● **Document section**:
Posted: June 23, 2020

In this second installation of the “Penn State Pollinator Webinar Series”, Dr. Robyn Underwood, an Assistant Research Professor at Penn State, goes in depth on beekeeping and how to best care for colonies.

Beekeeping is a very popular hobby with an ever-expanding community. There are many reasons why one may consider taking up beekeeping as a hobby, including to obtain honey and wax, or increase pollination for their gardens. But for many people, beekeeping is a fascinating hobby that lets them learn more about the fascinating social behavior of bees and be more connected with the environment. However, in addition to being very rewarding, beekeeping also comes with a unique set of challenges. A survey from the Pennsylvania State Beekeepers found that 44.8% of colonies died over the 2019-2020 winter. Such high losses are very expensive and unsustainable for beekeepers. In this webinar, Dr. Underwood discussed strategies for managing colonies throughout the year to maintain healthy and productive bees.

Managing honey bee colonies requires understanding how the bee societies are structured. Honey bees have a caste system with three main castes: queens, workers and drones. The queen bee is the mother, the workers are the daughters, and the drones are the sons (and future fathers of other colonies). In addition to being the mother of all the members of the colony, the queen also is primarily responsible for population growth through the production of eggs and chemical pheromones. Worker bees collect pollen and nectar, care for the queen and their developing sisters, clean and protect the hive, maintain hive temperature, and more. The drones are the result of unfertilized eggs and are produced seasonally. Contrary to popular belief, the drones do not fertilize the eggs of their queen. Instead the drones go out to spread the genetics of their queen to other colonies by mating with virgin queens from other colonies.

● **Extracted records**:

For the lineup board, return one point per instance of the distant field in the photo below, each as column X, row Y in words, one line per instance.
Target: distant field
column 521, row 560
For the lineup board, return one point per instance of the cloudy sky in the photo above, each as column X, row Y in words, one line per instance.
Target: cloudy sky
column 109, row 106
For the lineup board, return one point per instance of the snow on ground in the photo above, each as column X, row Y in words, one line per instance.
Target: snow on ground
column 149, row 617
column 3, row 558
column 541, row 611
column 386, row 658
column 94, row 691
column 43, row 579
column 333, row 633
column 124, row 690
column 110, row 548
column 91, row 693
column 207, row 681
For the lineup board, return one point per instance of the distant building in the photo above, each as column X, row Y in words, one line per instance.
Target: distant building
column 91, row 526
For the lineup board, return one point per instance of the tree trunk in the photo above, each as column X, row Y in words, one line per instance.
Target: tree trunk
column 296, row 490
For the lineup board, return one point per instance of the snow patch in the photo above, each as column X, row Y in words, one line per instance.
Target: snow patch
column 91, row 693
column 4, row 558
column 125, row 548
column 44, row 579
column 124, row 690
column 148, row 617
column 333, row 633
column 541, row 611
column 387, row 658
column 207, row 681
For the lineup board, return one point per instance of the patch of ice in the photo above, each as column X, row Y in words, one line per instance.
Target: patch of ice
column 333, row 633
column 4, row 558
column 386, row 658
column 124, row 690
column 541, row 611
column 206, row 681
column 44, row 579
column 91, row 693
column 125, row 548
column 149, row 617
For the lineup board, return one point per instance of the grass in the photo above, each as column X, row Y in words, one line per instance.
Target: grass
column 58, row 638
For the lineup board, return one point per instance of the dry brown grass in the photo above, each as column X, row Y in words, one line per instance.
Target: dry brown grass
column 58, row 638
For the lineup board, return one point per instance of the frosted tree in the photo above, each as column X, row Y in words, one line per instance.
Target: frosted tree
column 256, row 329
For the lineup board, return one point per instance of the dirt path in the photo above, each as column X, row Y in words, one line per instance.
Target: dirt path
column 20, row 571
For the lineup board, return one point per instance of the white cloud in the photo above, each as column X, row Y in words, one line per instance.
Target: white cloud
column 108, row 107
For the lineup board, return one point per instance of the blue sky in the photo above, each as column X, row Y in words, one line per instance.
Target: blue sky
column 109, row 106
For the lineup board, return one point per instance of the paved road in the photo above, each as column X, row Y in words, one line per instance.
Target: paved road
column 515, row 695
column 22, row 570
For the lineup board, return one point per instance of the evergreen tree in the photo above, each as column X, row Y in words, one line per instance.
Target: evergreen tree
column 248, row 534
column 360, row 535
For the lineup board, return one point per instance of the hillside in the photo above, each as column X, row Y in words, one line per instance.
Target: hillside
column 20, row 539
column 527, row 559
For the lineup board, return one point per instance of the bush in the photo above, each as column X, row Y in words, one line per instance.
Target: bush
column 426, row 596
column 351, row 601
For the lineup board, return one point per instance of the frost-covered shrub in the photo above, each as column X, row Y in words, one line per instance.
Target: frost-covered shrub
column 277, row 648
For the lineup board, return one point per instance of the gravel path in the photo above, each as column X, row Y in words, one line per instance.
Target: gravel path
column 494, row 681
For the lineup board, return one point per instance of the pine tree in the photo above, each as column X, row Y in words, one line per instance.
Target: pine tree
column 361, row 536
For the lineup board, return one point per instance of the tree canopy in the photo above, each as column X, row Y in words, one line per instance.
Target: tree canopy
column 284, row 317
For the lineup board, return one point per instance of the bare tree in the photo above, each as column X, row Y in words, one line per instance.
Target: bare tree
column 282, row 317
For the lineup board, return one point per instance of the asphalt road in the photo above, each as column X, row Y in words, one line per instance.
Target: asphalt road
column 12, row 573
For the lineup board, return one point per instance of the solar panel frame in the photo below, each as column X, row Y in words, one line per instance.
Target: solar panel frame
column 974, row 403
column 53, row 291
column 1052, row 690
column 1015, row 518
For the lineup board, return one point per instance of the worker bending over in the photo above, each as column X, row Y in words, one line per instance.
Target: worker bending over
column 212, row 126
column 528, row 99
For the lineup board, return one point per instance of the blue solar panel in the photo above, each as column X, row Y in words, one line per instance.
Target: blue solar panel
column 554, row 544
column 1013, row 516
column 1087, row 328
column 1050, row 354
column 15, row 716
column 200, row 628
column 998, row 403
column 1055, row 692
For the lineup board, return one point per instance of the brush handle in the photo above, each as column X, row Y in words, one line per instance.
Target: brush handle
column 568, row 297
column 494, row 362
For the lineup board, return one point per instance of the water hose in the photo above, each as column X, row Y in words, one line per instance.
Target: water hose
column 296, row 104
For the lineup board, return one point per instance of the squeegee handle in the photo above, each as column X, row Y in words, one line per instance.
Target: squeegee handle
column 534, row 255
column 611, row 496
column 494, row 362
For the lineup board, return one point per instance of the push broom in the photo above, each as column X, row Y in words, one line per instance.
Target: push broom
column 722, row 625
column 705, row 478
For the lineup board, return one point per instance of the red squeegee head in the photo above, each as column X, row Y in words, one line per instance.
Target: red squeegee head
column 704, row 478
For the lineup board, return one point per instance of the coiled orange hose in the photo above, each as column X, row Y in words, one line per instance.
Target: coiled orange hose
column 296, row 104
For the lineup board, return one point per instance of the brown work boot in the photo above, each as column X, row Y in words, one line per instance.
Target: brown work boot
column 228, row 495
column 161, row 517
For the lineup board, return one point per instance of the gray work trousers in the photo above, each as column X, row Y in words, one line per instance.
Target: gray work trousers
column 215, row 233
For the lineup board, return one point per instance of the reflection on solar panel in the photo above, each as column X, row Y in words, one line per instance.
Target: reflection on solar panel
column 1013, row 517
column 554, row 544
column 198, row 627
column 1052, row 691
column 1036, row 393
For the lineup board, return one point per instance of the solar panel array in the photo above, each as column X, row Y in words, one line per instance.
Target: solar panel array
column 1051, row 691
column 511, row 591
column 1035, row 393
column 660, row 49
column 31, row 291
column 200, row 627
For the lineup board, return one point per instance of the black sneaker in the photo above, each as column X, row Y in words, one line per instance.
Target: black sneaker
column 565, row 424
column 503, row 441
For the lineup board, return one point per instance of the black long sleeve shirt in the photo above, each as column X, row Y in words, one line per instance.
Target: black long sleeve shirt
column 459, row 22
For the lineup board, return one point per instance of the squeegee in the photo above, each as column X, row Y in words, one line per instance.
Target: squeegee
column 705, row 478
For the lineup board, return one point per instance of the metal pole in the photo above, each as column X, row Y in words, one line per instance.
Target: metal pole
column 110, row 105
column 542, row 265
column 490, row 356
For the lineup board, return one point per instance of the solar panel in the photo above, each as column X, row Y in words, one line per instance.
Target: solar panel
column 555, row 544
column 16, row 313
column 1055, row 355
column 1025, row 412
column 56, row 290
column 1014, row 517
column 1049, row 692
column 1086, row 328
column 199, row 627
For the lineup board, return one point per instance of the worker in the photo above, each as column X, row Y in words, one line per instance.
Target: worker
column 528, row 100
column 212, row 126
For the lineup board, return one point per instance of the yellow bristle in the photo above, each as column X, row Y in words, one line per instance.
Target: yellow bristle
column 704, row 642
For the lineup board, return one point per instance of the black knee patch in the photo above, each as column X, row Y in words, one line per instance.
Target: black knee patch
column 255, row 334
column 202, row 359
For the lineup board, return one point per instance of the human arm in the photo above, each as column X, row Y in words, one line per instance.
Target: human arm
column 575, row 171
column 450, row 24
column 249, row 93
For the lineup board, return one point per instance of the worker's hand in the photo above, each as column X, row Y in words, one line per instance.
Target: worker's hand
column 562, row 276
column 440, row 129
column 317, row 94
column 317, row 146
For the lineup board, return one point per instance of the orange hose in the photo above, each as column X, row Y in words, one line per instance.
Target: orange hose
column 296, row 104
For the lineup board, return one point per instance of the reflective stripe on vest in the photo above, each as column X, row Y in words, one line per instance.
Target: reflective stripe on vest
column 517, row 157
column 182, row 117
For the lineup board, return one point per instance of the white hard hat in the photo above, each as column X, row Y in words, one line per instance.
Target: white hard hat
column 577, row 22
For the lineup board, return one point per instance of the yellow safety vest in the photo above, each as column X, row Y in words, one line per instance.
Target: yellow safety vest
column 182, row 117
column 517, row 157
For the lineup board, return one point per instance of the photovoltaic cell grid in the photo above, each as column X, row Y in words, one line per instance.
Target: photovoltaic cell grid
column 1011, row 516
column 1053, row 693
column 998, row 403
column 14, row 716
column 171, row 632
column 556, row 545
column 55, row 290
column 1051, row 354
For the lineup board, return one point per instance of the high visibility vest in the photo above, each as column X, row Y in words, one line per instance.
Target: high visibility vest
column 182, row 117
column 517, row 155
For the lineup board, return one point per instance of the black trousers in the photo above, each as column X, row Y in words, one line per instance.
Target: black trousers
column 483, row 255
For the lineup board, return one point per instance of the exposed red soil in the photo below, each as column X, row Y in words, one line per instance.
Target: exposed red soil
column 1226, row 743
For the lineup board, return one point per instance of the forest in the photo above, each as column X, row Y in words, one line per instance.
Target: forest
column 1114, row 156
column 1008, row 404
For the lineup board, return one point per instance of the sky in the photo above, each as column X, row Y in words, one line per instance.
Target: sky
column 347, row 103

● **Set of tasks**:
**A)** In the beekeeping webinar post, what share of colonies died over the 2019-2020 winter?
**B)** Turn the paragraph of the beekeeping webinar post that begins "Managing honey bee colonies requires" into a short list that keeps its main facts.
The lines above have nothing to do with this.

● **Solutions in order**:
**A)** 44.8% of colonies, according to a survey from the Pennsylvania State Beekeepers.

**B)**
- Managing colonies requires understanding how bee societies are structured.
- Honey bees have three main castes: queens, workers and drones.
- Queen: the mother of the whole colony, mainly responsible for population growth by producing eggs and chemical pheromones.
- Workers: the daughters, who collect pollen and nectar, care for the queen and developing sisters, clean and protect the hive, maintain hive temperature, and more.
- Drones: the sons, produced seasonally from unfertilized eggs. They do not fertilize their own queen's eggs. They mate with virgin queens from other colonies, spreading their queen's genetics.